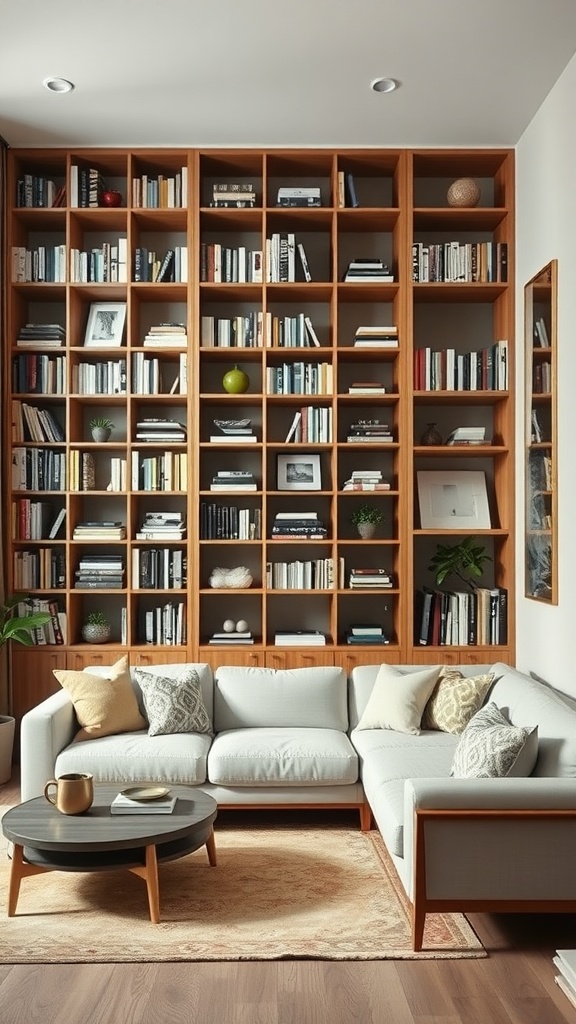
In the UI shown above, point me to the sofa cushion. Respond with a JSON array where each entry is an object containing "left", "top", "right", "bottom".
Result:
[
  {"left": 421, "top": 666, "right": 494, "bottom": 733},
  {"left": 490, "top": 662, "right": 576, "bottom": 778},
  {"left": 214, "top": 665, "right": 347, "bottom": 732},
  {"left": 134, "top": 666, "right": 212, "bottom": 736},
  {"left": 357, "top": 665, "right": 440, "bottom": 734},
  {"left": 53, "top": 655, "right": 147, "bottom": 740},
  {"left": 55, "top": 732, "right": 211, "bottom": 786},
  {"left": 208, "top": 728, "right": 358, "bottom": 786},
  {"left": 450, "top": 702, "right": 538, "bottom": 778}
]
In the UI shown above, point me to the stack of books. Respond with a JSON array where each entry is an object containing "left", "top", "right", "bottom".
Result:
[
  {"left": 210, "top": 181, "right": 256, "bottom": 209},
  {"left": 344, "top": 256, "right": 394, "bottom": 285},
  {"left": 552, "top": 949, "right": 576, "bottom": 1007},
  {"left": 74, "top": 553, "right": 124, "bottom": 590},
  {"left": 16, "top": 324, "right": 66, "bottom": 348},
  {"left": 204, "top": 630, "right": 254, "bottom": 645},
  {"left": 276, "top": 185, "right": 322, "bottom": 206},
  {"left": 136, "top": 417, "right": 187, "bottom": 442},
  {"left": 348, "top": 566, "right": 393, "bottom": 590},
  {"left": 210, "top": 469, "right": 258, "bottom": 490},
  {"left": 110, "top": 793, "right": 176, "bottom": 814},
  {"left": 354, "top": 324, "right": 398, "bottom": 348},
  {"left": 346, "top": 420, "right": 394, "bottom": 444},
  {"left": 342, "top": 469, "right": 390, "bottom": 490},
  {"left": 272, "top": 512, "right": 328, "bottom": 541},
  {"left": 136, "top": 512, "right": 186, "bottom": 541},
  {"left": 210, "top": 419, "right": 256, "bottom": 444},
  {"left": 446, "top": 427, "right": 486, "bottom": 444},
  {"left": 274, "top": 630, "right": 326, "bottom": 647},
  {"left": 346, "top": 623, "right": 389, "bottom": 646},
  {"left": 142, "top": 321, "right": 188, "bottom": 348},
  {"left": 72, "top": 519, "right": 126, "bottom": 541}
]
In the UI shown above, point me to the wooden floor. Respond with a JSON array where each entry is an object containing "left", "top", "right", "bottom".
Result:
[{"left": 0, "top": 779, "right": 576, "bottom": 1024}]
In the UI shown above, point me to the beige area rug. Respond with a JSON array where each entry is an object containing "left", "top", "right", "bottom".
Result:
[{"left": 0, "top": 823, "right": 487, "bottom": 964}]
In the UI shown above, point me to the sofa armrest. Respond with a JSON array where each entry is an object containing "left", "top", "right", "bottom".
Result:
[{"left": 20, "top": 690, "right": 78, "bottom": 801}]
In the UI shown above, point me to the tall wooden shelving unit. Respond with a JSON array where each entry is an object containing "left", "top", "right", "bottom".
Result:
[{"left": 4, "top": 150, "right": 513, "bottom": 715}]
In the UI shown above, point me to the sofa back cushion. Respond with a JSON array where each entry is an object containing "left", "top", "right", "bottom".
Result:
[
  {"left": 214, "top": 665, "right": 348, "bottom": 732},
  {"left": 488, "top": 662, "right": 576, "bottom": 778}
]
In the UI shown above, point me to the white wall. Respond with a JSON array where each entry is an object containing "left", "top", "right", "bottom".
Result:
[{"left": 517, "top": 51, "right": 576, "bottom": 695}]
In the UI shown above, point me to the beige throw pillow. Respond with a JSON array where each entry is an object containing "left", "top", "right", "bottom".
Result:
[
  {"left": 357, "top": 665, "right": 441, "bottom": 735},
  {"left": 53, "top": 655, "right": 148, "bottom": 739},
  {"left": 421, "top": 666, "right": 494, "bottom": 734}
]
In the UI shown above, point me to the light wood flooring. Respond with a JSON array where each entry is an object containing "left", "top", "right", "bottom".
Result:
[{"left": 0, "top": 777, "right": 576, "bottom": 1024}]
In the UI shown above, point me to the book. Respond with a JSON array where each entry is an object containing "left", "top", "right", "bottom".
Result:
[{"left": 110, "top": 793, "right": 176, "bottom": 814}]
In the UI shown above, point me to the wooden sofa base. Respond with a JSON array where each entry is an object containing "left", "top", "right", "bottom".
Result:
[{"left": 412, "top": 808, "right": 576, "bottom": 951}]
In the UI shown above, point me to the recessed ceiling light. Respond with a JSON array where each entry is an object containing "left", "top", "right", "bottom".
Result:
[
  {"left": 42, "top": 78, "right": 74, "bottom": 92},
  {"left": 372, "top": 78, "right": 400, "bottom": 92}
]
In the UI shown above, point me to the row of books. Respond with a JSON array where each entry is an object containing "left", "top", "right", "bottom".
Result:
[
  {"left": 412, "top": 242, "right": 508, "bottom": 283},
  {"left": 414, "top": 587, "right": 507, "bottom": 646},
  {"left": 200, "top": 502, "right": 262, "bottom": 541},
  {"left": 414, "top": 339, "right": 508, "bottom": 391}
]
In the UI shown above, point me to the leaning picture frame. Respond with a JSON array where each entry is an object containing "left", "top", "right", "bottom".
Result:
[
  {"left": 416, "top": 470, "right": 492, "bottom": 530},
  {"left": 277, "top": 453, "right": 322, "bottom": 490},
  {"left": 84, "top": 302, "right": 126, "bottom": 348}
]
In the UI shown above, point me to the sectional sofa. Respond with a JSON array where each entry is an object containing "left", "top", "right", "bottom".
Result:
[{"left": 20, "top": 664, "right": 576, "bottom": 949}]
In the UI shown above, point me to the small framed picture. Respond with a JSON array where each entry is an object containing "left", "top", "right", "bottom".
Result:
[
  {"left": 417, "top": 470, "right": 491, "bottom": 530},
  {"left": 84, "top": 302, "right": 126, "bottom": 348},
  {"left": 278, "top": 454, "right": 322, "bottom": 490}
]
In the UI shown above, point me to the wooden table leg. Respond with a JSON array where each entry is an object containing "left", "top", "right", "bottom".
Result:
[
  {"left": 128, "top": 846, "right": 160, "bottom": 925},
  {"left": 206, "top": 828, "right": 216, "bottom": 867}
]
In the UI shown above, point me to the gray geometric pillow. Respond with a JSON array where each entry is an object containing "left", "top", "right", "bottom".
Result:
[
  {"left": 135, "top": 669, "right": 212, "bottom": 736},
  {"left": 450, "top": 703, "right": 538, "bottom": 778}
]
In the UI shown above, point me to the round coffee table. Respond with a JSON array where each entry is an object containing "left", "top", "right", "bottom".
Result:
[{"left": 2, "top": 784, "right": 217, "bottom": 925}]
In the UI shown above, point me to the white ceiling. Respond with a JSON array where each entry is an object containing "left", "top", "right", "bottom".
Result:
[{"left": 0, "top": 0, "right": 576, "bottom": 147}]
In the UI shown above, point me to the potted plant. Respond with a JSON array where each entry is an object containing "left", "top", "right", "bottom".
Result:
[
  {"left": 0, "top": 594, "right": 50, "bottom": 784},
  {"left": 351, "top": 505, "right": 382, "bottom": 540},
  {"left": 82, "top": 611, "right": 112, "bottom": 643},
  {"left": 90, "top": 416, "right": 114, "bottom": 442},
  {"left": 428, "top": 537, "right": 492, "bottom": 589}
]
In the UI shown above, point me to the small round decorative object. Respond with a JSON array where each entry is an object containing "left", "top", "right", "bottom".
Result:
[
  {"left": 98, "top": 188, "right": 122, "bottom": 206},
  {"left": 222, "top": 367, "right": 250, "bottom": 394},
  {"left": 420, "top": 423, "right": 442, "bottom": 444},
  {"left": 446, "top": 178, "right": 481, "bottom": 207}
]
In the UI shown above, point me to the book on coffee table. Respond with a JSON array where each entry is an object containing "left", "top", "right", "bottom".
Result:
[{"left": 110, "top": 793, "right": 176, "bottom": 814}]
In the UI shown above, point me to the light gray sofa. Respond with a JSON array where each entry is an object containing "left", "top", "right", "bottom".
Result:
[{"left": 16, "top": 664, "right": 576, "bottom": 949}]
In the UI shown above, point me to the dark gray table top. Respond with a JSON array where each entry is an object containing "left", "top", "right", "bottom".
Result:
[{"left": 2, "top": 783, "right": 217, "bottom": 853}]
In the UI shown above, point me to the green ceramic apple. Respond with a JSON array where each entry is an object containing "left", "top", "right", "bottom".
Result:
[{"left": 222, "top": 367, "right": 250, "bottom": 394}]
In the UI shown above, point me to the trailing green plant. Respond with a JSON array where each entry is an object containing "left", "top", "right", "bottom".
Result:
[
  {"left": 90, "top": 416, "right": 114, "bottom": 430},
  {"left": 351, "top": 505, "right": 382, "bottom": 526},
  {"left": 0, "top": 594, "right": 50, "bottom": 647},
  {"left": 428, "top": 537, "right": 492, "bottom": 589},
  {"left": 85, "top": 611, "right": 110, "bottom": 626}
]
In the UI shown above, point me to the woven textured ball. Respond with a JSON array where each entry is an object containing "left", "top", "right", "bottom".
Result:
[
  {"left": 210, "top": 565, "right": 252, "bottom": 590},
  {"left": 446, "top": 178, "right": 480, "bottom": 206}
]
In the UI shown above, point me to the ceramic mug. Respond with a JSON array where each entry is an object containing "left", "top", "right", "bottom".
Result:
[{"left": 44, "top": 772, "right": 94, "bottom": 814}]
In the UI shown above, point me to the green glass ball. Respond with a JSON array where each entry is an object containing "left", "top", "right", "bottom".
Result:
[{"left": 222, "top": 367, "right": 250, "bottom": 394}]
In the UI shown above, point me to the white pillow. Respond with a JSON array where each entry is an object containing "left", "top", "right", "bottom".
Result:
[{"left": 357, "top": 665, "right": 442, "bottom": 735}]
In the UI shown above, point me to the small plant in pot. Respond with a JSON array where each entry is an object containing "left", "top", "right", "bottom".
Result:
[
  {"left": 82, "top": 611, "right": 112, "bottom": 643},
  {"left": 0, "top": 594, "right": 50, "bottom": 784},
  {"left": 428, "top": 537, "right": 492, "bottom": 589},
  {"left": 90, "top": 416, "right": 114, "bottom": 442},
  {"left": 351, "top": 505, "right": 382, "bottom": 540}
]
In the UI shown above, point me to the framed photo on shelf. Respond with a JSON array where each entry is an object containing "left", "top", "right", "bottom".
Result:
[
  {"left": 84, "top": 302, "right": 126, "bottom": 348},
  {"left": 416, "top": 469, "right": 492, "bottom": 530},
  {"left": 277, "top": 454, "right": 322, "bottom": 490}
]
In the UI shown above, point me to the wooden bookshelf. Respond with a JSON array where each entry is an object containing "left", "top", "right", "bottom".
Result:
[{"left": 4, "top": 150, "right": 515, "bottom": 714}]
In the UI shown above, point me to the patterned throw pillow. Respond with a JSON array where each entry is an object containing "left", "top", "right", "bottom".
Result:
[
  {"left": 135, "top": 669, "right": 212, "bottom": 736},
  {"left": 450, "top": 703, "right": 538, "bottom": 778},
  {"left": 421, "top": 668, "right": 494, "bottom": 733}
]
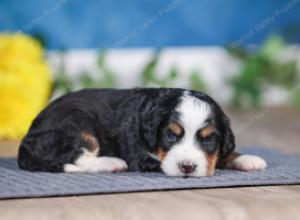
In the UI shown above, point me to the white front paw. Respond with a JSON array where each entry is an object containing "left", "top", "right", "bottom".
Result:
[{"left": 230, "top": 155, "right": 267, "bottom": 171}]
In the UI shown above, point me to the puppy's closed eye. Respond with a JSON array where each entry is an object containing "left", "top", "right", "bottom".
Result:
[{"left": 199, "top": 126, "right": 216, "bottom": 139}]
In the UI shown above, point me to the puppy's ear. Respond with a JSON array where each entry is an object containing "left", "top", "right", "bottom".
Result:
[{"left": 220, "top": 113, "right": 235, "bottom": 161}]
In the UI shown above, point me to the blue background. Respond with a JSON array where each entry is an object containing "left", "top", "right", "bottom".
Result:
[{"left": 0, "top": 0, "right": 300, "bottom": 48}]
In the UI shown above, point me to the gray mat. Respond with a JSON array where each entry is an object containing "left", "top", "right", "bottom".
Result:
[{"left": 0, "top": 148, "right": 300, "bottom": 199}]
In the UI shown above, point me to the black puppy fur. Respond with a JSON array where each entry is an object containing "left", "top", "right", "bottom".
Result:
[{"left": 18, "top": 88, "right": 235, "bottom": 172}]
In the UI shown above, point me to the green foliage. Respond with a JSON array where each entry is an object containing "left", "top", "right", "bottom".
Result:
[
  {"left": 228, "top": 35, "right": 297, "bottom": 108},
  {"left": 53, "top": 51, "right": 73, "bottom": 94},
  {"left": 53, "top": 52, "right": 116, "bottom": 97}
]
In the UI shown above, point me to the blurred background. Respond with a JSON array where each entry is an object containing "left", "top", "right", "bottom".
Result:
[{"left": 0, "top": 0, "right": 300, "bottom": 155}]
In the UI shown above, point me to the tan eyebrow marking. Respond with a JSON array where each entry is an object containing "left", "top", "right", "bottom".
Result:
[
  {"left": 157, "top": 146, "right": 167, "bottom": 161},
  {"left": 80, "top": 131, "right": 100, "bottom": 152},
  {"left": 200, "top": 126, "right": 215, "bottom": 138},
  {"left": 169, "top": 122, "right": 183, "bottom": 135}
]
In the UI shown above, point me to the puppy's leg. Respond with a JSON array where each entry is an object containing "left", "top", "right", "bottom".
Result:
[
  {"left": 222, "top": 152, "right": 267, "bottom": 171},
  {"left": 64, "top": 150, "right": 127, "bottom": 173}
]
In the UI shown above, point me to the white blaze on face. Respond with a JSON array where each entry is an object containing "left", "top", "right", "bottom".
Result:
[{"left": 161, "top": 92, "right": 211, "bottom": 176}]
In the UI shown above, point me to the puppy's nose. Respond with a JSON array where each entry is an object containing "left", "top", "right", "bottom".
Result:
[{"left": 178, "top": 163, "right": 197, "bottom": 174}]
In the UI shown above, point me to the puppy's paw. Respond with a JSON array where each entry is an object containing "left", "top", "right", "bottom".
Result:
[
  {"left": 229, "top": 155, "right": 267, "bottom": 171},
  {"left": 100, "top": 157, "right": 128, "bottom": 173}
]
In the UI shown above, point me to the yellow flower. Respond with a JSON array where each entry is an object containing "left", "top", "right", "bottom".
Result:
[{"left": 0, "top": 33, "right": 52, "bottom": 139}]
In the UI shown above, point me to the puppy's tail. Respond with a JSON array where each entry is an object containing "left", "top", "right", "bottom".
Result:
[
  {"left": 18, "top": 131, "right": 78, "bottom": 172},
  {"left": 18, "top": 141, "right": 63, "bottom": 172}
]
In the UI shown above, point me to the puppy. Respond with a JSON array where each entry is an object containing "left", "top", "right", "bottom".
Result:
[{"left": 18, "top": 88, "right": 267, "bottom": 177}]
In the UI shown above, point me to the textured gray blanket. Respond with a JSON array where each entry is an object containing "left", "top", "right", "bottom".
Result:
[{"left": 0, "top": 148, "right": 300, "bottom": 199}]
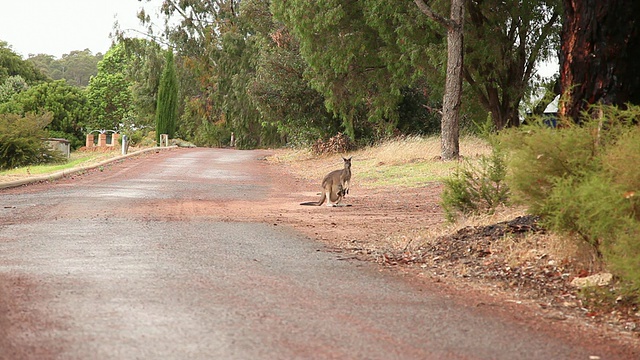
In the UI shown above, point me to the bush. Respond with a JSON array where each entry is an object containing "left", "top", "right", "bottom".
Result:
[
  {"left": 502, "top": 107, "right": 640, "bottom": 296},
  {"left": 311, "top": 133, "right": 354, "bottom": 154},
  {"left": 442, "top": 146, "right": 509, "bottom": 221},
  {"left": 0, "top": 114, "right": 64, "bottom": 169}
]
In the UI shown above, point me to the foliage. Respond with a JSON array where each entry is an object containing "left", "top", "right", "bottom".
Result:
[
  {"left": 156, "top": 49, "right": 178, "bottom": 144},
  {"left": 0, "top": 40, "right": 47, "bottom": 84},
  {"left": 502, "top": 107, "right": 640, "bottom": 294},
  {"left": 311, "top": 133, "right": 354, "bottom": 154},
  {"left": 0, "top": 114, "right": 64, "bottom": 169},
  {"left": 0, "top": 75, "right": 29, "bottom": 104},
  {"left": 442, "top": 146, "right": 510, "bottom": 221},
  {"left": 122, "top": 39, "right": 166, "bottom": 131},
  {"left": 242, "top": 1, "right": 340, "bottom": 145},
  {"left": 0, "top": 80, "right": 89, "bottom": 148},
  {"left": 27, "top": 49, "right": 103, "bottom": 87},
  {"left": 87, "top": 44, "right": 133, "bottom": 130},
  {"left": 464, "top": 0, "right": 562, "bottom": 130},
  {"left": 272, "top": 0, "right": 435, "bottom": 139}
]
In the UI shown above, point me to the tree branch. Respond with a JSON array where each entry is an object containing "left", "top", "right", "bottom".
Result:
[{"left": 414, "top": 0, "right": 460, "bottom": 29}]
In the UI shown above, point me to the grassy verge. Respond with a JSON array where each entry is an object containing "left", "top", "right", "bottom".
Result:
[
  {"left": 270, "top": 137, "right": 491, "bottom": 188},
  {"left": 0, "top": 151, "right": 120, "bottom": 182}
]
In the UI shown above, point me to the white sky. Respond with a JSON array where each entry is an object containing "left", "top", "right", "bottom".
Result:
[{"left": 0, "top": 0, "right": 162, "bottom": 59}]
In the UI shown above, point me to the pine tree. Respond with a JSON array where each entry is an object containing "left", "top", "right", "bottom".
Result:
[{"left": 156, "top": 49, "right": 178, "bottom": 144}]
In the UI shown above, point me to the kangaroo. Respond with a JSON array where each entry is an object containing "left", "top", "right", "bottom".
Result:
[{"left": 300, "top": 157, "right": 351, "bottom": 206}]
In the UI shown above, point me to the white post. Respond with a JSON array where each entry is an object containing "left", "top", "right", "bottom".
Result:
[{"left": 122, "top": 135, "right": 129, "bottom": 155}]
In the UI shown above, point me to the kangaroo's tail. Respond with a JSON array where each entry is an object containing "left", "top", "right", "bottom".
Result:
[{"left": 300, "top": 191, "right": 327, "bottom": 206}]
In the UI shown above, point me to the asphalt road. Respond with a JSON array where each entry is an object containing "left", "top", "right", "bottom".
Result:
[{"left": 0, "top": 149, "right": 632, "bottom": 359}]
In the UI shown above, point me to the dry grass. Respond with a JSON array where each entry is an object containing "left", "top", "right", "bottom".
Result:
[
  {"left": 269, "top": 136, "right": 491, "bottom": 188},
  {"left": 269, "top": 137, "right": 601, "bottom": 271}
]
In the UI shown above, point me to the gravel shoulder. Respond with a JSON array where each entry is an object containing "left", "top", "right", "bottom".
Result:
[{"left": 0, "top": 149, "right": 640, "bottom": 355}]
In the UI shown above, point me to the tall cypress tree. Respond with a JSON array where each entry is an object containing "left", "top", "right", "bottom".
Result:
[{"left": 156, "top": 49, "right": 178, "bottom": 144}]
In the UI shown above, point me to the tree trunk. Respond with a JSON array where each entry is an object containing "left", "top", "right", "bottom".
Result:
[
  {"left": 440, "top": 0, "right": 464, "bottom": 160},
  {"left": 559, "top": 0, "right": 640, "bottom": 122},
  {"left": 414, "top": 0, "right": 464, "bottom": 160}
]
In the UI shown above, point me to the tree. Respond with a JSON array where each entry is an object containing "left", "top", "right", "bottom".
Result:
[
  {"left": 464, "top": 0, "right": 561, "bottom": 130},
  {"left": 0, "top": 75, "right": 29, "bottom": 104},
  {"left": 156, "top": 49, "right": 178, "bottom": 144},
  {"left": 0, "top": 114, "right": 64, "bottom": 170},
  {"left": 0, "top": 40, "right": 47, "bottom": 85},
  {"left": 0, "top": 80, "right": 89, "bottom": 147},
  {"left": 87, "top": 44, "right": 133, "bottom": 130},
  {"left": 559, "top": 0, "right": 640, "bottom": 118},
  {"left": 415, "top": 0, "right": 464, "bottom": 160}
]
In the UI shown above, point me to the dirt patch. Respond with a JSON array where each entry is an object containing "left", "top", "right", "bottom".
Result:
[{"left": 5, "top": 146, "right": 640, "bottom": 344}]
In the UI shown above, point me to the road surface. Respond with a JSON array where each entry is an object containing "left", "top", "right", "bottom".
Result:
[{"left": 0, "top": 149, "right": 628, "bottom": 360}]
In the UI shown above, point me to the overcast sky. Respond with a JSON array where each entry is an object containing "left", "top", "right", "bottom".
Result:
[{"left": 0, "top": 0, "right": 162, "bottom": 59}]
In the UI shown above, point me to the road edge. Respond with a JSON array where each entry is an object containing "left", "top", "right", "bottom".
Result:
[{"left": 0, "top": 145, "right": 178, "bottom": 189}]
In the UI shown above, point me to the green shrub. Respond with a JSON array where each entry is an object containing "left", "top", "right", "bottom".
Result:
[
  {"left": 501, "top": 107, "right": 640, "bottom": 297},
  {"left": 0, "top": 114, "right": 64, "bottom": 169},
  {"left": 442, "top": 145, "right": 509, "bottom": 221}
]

Task to carry out: Give again the lines from the line holding "In the UI shown above, point me to the dirt" through the close of the listing, both included, exactly as written and with nothing else.

Full response:
In the UI shown above, point me to the dirt patch. Respond with a JSON array where each entry is an object containing "left", "top", "right", "bottom".
Result:
[{"left": 5, "top": 146, "right": 640, "bottom": 344}]
In the UI shown above, point me to the road surface. Respond with a JSON array where each entry is an object containing "left", "top", "right", "bottom".
Result:
[{"left": 0, "top": 149, "right": 628, "bottom": 360}]
In the UI shown above, point me to the overcast sky. Respond with a JSON array where each entry is an object containing "left", "top", "right", "bottom".
Result:
[{"left": 0, "top": 0, "right": 162, "bottom": 59}]
In the UI shown above, point me to the road edge. Respond with a JSON array where each entry is an object containing "left", "top", "right", "bottom".
Result:
[{"left": 0, "top": 145, "right": 178, "bottom": 189}]
In the UI shown above, point me to the green shrub. Respond with a JSON array where each entry is an object containing "left", "top", "right", "bottom".
Result:
[
  {"left": 501, "top": 107, "right": 640, "bottom": 297},
  {"left": 0, "top": 114, "right": 64, "bottom": 169},
  {"left": 442, "top": 145, "right": 509, "bottom": 221}
]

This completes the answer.